**PROBLEM STATEMENT**
Your reply should contain the whole listing below, repeated exactly, and no images.
*** RECORDED DATA ***
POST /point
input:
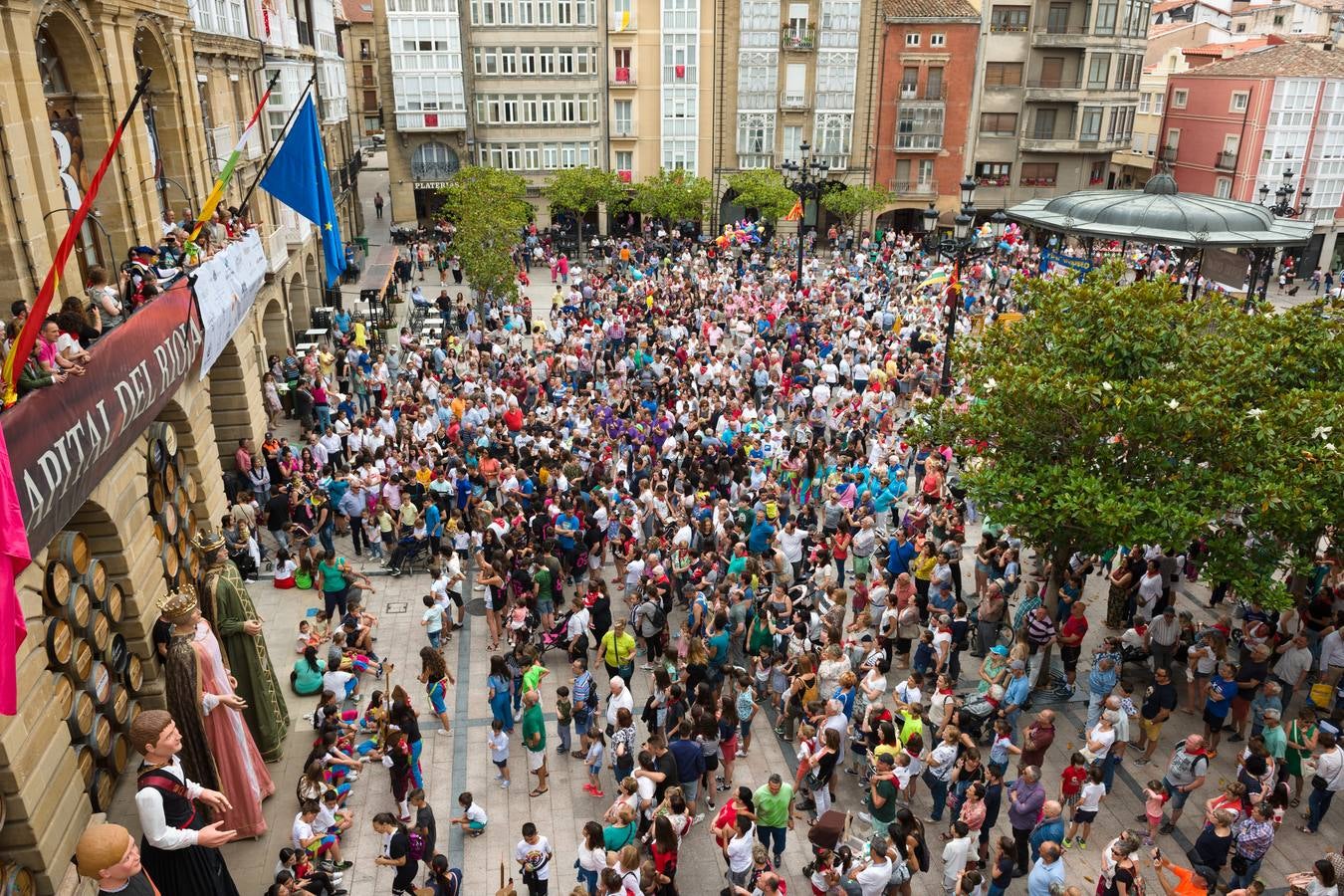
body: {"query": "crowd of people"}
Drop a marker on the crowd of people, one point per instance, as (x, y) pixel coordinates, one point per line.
(696, 477)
*** End of RECORDED DATA ***
**OUTPUT FOR THIS TASK**
POST /point
input:
body: {"query": "crowd of people"}
Drop a marker on the crowd of people, one point per instance, as (x, y) pixel coordinates, one point per line.
(696, 477)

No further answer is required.